**SHORT TASK 1**
Gather every line of the rows below that contains the word "house".

I updated ASM_DISKSTRING with the discovery path of the disks and then bounced ASM instance.

$ srvctl modify asm -d ‘/dev/sd*’
$ srvctl stop asm
$ srvctl start asm

After this the ASM instance came up cleanly and the diskgroups were mounted.

$ crsctl status resource -t
--------------------------------------------------------------------------------
NAME           TARGET  STATE        SERVER                   STATE_DETAILS
--------------------------------------------------------------------------------
Local Resources
--------------------------------------------------------------------------------
ora.DATA.dg
               ONLINE  ONLINE      hosta
ora.FRA.dg
               ONLINE  ONLINE      hosta
ora.LISTENER.lsnr
               ONLINE  ONLINE       hosta
ora.LISTENER_1.lsnr
               ONLINE  ONLINE       hosta
ora.asm
               ONLINE  ONLINE       hosta                 Started
ora.ons
               OFFLINE OFFLINE      hosta
--------------------------------------------------------------------------------
Cluster Resources
--------------------------------------------------------------------------------
ora.cssd
      1        ONLINE  ONLINE       hosta
ora.diskmon
      1        OFFLINE OFFLINE
ora.evmd
      1        ONLINE  ONLINE       hosta
ora.database.db
      1        ONLINE  ONLINE                               Open
ora.database1.db
      1        OFFLINE ONLINE                               Open

Hope this help you to troubleshoot and fix the issue on your ASM, when is not able to find the disks.

Thanks,

Alfredo

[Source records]

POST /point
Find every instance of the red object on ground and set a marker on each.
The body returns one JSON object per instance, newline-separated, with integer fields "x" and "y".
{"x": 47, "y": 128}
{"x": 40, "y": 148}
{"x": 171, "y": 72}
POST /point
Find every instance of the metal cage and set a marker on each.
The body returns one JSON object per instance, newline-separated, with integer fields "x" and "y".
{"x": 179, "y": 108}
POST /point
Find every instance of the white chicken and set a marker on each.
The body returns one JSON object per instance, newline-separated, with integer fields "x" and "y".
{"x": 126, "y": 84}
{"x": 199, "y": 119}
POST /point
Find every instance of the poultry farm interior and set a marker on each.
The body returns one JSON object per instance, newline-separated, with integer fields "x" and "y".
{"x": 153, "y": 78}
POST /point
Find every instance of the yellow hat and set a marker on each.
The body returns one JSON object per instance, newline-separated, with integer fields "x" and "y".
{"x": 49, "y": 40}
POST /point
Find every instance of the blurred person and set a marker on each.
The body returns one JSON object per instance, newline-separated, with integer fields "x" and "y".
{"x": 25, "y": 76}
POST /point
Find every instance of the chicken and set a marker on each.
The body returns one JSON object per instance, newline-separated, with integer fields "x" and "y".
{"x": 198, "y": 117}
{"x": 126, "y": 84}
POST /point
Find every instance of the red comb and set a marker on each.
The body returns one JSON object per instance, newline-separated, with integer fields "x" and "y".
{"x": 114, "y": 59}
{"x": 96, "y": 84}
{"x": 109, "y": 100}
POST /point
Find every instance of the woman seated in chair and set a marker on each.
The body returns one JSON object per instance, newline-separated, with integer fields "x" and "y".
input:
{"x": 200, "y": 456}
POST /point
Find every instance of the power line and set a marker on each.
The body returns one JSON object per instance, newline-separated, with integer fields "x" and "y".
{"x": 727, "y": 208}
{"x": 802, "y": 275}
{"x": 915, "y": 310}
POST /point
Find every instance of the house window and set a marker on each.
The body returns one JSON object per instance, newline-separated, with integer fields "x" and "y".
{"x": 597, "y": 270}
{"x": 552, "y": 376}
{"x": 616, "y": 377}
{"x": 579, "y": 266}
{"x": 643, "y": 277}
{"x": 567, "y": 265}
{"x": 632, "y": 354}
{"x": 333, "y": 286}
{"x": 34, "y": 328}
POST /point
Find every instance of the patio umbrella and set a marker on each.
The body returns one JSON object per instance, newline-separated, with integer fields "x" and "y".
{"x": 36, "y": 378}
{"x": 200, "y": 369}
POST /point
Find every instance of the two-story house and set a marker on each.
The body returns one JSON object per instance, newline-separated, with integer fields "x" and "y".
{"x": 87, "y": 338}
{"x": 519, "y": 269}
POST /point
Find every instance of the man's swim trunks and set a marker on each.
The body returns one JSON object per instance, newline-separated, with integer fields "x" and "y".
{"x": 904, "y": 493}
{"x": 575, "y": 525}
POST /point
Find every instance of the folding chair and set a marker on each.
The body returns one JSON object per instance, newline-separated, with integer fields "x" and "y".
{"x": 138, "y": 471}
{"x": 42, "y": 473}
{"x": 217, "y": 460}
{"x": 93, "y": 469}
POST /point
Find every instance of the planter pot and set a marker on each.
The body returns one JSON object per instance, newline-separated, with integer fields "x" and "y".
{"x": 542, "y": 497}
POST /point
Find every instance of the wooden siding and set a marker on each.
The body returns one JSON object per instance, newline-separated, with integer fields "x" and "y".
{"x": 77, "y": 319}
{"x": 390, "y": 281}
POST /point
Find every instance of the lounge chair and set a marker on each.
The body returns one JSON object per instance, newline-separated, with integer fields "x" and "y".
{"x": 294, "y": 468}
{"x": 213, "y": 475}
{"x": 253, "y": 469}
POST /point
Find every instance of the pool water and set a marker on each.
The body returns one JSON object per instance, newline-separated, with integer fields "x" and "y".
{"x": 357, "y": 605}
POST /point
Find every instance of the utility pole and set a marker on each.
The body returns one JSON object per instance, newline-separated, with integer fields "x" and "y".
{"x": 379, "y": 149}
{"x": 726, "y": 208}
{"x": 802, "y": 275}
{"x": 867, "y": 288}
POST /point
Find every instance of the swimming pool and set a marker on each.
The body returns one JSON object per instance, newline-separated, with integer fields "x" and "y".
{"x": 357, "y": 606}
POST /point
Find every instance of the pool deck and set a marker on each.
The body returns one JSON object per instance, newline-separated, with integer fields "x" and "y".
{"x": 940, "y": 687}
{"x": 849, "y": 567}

**SHORT TASK 2**
Retype the part of the ASM disk discovery post above starting at "I updated ASM_DISKSTRING" and ending at "diskgroups were mounted.".

**CORRECT ANSWER 1**
Find every instance of the house window and set a marker on each.
Find every instance of the two-story house and set a marker on each.

**CORRECT ANSWER 2**
I updated ASM_DISKSTRING with the discovery path of the disks and then bounced ASM instance.

$ srvctl modify asm -d ‘/dev/sd*’
$ srvctl stop asm
$ srvctl start asm

After this the ASM instance came up cleanly and the diskgroups were mounted.